* What you will do *
Could you give all of the entries below again with "photograph" switched to "image" and nothing else changed? Leave the pictures out of your answer.

* Records provided *
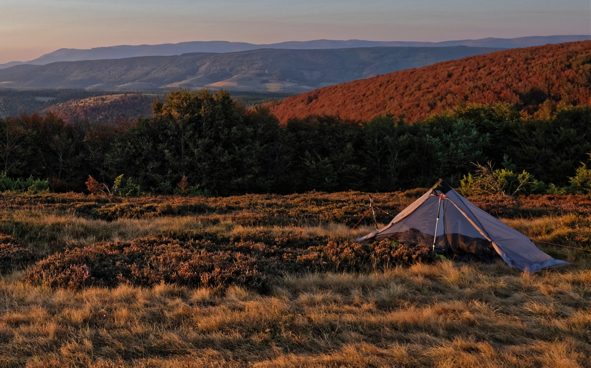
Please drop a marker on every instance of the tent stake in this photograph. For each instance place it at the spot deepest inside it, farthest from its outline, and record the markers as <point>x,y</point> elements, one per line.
<point>436,223</point>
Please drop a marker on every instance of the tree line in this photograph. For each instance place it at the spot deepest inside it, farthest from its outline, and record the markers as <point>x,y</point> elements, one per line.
<point>207,143</point>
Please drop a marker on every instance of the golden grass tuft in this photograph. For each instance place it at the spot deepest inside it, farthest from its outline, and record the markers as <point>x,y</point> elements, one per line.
<point>446,314</point>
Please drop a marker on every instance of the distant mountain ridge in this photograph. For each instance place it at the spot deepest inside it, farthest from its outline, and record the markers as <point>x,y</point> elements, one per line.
<point>534,79</point>
<point>268,70</point>
<point>170,49</point>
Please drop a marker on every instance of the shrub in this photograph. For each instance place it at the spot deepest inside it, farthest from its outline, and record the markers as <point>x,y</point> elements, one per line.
<point>147,262</point>
<point>13,255</point>
<point>581,182</point>
<point>29,185</point>
<point>95,187</point>
<point>126,187</point>
<point>488,180</point>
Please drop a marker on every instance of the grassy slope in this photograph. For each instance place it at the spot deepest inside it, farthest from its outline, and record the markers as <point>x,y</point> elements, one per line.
<point>446,314</point>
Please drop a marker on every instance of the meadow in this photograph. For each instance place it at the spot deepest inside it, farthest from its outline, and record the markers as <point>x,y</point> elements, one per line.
<point>277,280</point>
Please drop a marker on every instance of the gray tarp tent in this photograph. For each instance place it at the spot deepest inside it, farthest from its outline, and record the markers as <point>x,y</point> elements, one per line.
<point>442,218</point>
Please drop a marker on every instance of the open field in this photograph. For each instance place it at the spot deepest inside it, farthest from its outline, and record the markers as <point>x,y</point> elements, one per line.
<point>269,280</point>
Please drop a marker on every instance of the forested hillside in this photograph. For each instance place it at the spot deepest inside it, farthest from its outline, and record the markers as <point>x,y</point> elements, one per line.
<point>199,142</point>
<point>266,70</point>
<point>536,80</point>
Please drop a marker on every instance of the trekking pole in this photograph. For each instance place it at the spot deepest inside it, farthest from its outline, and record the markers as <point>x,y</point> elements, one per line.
<point>373,212</point>
<point>436,223</point>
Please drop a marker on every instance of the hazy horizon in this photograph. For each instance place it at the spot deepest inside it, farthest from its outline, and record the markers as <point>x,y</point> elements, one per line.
<point>30,28</point>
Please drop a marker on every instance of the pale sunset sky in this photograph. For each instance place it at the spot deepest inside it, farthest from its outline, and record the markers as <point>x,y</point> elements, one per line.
<point>29,28</point>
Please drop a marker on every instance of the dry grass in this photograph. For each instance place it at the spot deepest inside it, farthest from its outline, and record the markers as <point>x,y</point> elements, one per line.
<point>445,314</point>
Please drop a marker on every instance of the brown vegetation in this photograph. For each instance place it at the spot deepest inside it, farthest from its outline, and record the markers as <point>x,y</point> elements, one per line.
<point>535,78</point>
<point>269,280</point>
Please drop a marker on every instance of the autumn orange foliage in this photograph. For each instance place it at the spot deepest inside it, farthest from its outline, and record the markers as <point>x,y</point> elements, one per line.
<point>531,78</point>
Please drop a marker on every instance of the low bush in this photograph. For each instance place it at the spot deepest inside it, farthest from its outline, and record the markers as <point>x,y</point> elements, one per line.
<point>202,263</point>
<point>13,256</point>
<point>581,182</point>
<point>29,185</point>
<point>490,181</point>
<point>147,262</point>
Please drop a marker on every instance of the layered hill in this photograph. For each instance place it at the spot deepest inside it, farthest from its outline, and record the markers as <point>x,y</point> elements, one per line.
<point>530,76</point>
<point>269,70</point>
<point>104,109</point>
<point>168,49</point>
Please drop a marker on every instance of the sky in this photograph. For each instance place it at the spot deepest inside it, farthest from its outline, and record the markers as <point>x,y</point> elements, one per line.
<point>29,28</point>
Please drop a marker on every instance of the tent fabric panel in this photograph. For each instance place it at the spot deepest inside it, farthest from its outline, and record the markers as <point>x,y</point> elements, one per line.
<point>422,220</point>
<point>455,223</point>
<point>515,248</point>
<point>412,207</point>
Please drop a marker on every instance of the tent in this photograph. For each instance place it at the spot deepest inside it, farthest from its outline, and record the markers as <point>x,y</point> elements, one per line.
<point>444,220</point>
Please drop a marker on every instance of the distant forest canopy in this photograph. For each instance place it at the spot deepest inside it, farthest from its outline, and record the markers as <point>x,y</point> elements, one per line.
<point>536,79</point>
<point>207,143</point>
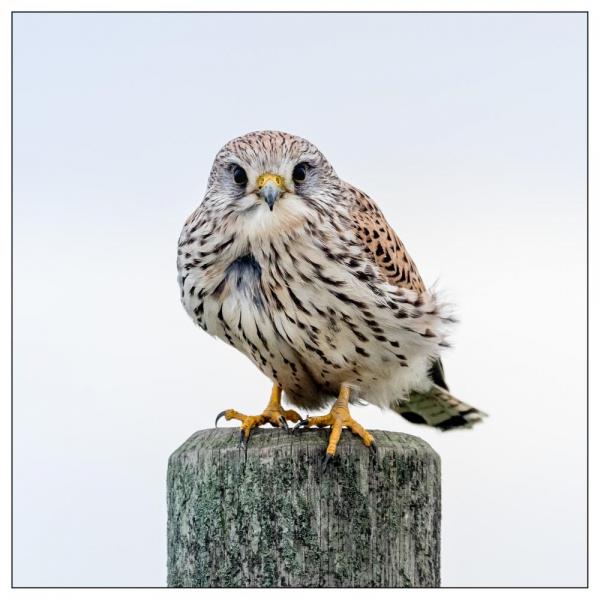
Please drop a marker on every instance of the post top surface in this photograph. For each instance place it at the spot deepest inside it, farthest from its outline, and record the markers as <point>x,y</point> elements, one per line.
<point>310,440</point>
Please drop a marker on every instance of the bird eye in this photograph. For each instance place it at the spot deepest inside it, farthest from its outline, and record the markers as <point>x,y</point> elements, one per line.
<point>239,175</point>
<point>299,173</point>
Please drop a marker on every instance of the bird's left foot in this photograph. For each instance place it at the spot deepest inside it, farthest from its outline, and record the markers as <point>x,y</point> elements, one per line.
<point>338,418</point>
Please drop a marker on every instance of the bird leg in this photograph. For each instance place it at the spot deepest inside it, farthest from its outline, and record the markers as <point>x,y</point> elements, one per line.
<point>273,414</point>
<point>338,418</point>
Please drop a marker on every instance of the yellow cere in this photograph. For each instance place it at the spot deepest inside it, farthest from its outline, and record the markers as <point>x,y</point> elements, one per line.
<point>263,179</point>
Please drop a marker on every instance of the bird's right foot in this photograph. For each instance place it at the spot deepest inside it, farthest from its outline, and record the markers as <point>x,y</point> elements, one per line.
<point>273,414</point>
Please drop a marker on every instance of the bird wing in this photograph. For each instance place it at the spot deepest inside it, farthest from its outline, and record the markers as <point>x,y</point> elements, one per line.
<point>382,244</point>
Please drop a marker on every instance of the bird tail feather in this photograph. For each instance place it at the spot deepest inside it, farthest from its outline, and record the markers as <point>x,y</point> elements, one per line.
<point>438,408</point>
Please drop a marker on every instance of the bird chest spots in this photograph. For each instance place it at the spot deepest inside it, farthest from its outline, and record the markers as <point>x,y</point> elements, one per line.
<point>243,277</point>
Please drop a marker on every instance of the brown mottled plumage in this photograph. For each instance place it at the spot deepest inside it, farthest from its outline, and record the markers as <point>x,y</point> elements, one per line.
<point>301,272</point>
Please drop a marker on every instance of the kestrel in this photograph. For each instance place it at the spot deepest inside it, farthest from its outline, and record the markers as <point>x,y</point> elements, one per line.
<point>301,272</point>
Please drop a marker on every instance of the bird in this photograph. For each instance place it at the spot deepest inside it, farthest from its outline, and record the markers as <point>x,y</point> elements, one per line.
<point>301,272</point>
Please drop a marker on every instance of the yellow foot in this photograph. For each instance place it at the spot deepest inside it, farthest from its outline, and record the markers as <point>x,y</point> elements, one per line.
<point>338,418</point>
<point>273,414</point>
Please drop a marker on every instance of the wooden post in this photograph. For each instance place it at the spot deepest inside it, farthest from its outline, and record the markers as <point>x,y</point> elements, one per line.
<point>270,517</point>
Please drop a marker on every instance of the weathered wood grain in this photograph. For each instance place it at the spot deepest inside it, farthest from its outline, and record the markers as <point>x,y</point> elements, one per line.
<point>271,518</point>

* Exercise solution *
Please drop a marker on every instance of the tent stake in this image. For each instance place it at the spot deepest inside it, farthest from its outline, and record the markers as <point>x,y</point> elements, one per line.
<point>436,223</point>
Please drop a marker on every instance of the tree line in this image. For each instance place it at the spot deepest inside it, farthest from its outline, and record the markers as <point>x,y</point> elements, one per line.
<point>207,143</point>
Please drop a marker on every instance of the golden grass tuft in this image. For each instance place it at the spot deepest inside it, farthest from its outline, and record the markers as <point>x,y</point> elements, one per line.
<point>446,314</point>
Please drop a marker on every instance of the distant mountain ridge in this image. For each instance place it at the spot deepest inside it, farthest from its outline, and record the markers as <point>x,y</point> elements, one per line.
<point>534,79</point>
<point>268,70</point>
<point>170,49</point>
Please drop a marker on every instance of the shrub in this image. For each instance place it at the spot deepest inside it, farthest from its outline, and record the markers as <point>x,y</point> elements, one per line.
<point>147,262</point>
<point>13,255</point>
<point>581,182</point>
<point>29,185</point>
<point>95,187</point>
<point>126,187</point>
<point>488,180</point>
Please drop a marker on every instance of the grassy slope in this image. For each instance place it at the spot deepest inside it, farthest from its outline, and record the markers as <point>x,y</point> elements, one per line.
<point>446,314</point>
Please drop a marker on every instance of the meadow in this image. For each instance place it at the spot deepest inside it, farthest from its outline, and record the markers as <point>x,y</point> elements, one per line.
<point>277,280</point>
Please drop a marker on every instance of the gray tarp tent in this image. For each instance place it at the spot deepest inside it, farthest from its outline, and record the markers as <point>x,y</point> elements, one per line.
<point>442,218</point>
Please drop a marker on every instance of the open field in this image. For each instance place it at the spot deepest inside it, farthest from its outline, and record the markers as <point>x,y</point> elements, one per line.
<point>269,280</point>
Please drop a marker on every instance of the forested hillside in this image. For each instance place it at the spot deepest inside it, farthest from its outline, and record the markers as <point>x,y</point> elements, one per line.
<point>199,142</point>
<point>266,70</point>
<point>536,80</point>
Please drop a marker on every instance of the trekking pole in this image. For each instance place it at the spot deepest inside it, farthest from its outline, and record the markers as <point>x,y</point> elements, one per line.
<point>373,212</point>
<point>436,223</point>
Please drop a marker on every instance of the hazy horizon in this image. For each instance place it at the spot deepest inside it, farthest from its outline, and record the markers as <point>x,y</point> elements, one per line.
<point>30,28</point>
Please drop a marker on every instance of the pale sunset sky in this image. For each instance place it at the spot deepest inside it, farthest from its outline, and record the markers as <point>x,y</point> elements, one per line.
<point>29,28</point>
Please drop a marker on every instance of the dry grass in this image. For each instance place it at the spot deepest inside it, farthest from its outline, and record the markers as <point>x,y</point> elements, one per line.
<point>445,314</point>
Please drop a marker on every instance of the brown vegetation in this image. For each instance place it at the spot deepest inside it, farthest from its outline, and record the markers as <point>x,y</point> elements, one per line.
<point>535,78</point>
<point>269,280</point>
Please drop a marker on every instance of the autumn orange foliage in this image. For each instance place it at the spot deepest inside it, farthest from its outline, and record the markers as <point>x,y</point> elements, one per line.
<point>531,78</point>
Please drop a marker on every instance of the low bush in this image. For each instance place it at the spot deepest inside it, farthest from its outline, and record the markers as <point>x,y</point> elements, one per line.
<point>202,263</point>
<point>13,256</point>
<point>581,182</point>
<point>29,185</point>
<point>490,181</point>
<point>147,262</point>
Please drop a marker on every instance of the layered hill in this image. For each instance place it at the spot deepest inside it, farthest from its outline, and record the markers as <point>x,y</point> elements, one per line.
<point>530,76</point>
<point>269,70</point>
<point>104,109</point>
<point>168,49</point>
Please drop a marker on every instance of the sky in this image. For each instance place it at the spot deepest inside it, farthest from its outline, and record the markers as <point>x,y</point> elements, one per line.
<point>29,28</point>
Please drop a marker on every instance of the tent fabric panel in this image. For each instance place it at the spot deepest inside it, farthest from its outline, and record the markers as <point>x,y</point> elements, one per line.
<point>422,220</point>
<point>455,223</point>
<point>515,248</point>
<point>412,207</point>
Please drop a marker on every instance of the tent in this image. For each instance place it at the spot deepest inside it, farthest from its outline, and record the markers as <point>x,y</point> elements, one per line.
<point>444,220</point>
Please drop a marker on every instance of the distant forest canopy in this image. For each instance place it at the spot deepest inside it, farthest from its outline, and record the markers as <point>x,y</point> elements, one per line.
<point>536,79</point>
<point>207,143</point>
Please drop a marker on every instance of the post top surface in this image. For each instance place it at the spot deepest inside it, farthest from its outline, and record the markers as <point>x,y</point> elements, one per line.
<point>310,440</point>
Please drop a marker on every instance of the bird eye in this image. For each instance place it at the spot deepest inside it, farthest from its outline, and record the markers as <point>x,y</point> elements, one per line.
<point>239,175</point>
<point>299,173</point>
Please drop a marker on every instance of the bird's left foot in this image. For each instance place it at the spot deepest inside it, farthest from its outline, and record the markers as <point>x,y</point> elements, one per line.
<point>338,418</point>
Please drop a marker on every instance of the bird leg in this image. For each instance place it at the spot deepest inside it, farthest from its outline, and record the markers as <point>x,y</point> elements, one per line.
<point>273,414</point>
<point>338,418</point>
Please drop a marker on every instance of the yellow cere in this image. For each instance place it at the spot deepest inside it, farthest from its outline, and record the markers as <point>x,y</point> elements, one per line.
<point>263,179</point>
Please drop a marker on every instance of the bird's right foot in this image. For each instance place it at the spot deepest inside it, farthest from its outline, and record the markers as <point>x,y</point> elements, one per line.
<point>273,414</point>
Please drop a marker on every instance of the bird wing in this image. For each instance place it at the spot deepest inside it, farthest from its outline, and record the markers as <point>x,y</point> elements, one per line.
<point>382,244</point>
Please drop a marker on every instance of the bird tail feather in this image. For each instance place it at the spot deepest inside it, farthest from its outline, and record the markers as <point>x,y</point> elements, one per line.
<point>438,408</point>
Please drop a marker on every instance of the bird chest spots in this image. For each instance place it at the spot deepest inside it, farthest from its outline, and record the markers as <point>x,y</point> elements, one per line.
<point>243,277</point>
Please drop a marker on every instance of the brown mottled plumage in this image. For each instance place it at the spot deepest inside it, farthest from its outline, and record the markers as <point>x,y</point> elements, one per line.
<point>301,272</point>
Please drop a marker on every instance of the kestrel in this image. For each instance place it at the spot deepest inside it, farthest from its outline, and record the markers as <point>x,y</point> elements, one per line.
<point>301,272</point>
Please drop a marker on every instance of the bird in this image. For each instance place it at the spot deepest inside it, farthest from its outline, and record the markers as <point>x,y</point> elements, one per line.
<point>301,272</point>
Please drop a marker on every instance of the yellow foot in this image. For each instance place it at the spot deepest inside it, farthest from its outline, and record the markers as <point>x,y</point> elements, one per line.
<point>338,418</point>
<point>273,414</point>
Please drop a marker on every instance of the wooden post in this image. For each instance place it at the spot deepest inside it, farthest from its outline, and record the markers as <point>x,y</point> elements, one per line.
<point>270,517</point>
Please drop a marker on every instance of the weathered wood grain in this image. For each instance place it at the spot deepest inside it, farthest from its outline, and record the markers as <point>x,y</point> elements, one per line.
<point>271,518</point>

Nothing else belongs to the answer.